## THE EXERCISE
Drop the pictures; give again exactly the lines from the one holding "of the utility" through the end of the data.

>>>

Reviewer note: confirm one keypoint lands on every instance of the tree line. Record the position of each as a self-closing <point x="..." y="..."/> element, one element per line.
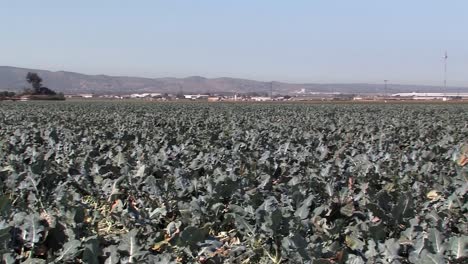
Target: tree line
<point x="36" y="87"/>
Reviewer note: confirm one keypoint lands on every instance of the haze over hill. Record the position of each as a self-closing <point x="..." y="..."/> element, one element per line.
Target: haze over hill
<point x="13" y="79"/>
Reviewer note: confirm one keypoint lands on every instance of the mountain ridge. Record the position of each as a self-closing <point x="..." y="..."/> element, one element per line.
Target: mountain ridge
<point x="13" y="79"/>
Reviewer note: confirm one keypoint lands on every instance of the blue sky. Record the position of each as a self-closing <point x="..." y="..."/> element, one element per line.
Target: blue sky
<point x="327" y="41"/>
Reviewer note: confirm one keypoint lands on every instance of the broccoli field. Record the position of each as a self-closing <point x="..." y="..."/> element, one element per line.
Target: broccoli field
<point x="140" y="182"/>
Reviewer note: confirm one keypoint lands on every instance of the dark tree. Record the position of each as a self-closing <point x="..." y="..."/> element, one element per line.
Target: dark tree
<point x="35" y="81"/>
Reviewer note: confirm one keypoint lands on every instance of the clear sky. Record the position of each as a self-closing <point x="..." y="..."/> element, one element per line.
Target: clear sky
<point x="327" y="41"/>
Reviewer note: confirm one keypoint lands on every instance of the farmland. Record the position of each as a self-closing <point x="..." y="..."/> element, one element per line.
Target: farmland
<point x="134" y="182"/>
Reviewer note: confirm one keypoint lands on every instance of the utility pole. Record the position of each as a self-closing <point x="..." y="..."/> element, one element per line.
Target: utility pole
<point x="271" y="90"/>
<point x="445" y="72"/>
<point x="385" y="87"/>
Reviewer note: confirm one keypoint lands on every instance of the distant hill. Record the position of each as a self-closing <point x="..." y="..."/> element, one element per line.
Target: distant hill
<point x="13" y="79"/>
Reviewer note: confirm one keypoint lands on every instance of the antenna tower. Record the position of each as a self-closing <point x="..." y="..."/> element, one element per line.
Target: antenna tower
<point x="445" y="71"/>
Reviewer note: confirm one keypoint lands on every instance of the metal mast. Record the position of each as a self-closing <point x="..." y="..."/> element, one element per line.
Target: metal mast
<point x="385" y="87"/>
<point x="271" y="90"/>
<point x="445" y="72"/>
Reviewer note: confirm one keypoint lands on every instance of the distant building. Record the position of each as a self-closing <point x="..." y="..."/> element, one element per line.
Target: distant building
<point x="432" y="96"/>
<point x="196" y="96"/>
<point x="260" y="98"/>
<point x="214" y="98"/>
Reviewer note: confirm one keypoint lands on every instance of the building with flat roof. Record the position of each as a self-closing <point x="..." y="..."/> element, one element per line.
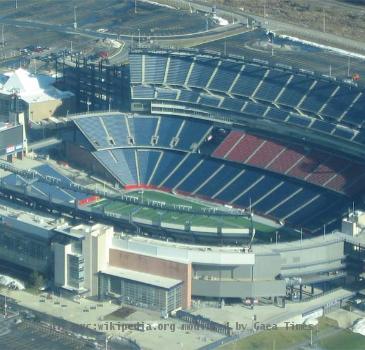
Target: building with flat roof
<point x="142" y="289"/>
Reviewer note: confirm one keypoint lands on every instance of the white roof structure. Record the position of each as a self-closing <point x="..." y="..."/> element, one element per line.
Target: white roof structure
<point x="30" y="87"/>
<point x="141" y="277"/>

<<<

## FINISHED TASK
Reviewer note: confirm one keypoint lands on every instance of the utility pole. Record the position of each as a self-closing <point x="..." y="..."/> element, one element per line.
Target: utility pole
<point x="271" y="90"/>
<point x="445" y="72"/>
<point x="385" y="87"/>
Reviewer note: confirm one keypoint lands on every instance of the distant hill. Record the position of each as a self-closing <point x="..." y="..."/> element, one element per line.
Target: distant hill
<point x="13" y="79"/>
Reviewer note: confirm one keypoint lands on every instance of the antenna tower. Record the position of each as a self-closing <point x="..." y="..."/> element, one element per line.
Target: antenna tower
<point x="445" y="71"/>
Reviewer note: confirm one keypoint lands on every instance of the metal mast. Record the position of each as a self-closing <point x="..." y="..."/> element, one element per line.
Target: metal mast
<point x="385" y="87"/>
<point x="271" y="90"/>
<point x="445" y="72"/>
Reviewer note: confirm one keypoint lands on every instance of the distant building. Record the position of each as a self-closing <point x="..." y="..."/> element, one element per line.
Target: distant building
<point x="432" y="96"/>
<point x="196" y="96"/>
<point x="260" y="98"/>
<point x="214" y="98"/>
Reviewer note: confirm one keypoint lands on every instance of the building with flat roof. Record the position of each as a self-closing <point x="..." y="..."/> element, one element per line.
Target: building with flat roof
<point x="142" y="289"/>
Reviewer note: confirm one keypoint lands on every instance of the white roof structure. Record the position of each as a self-closing <point x="..." y="..."/> element, one element per line.
Target: white roof structure
<point x="30" y="87"/>
<point x="141" y="277"/>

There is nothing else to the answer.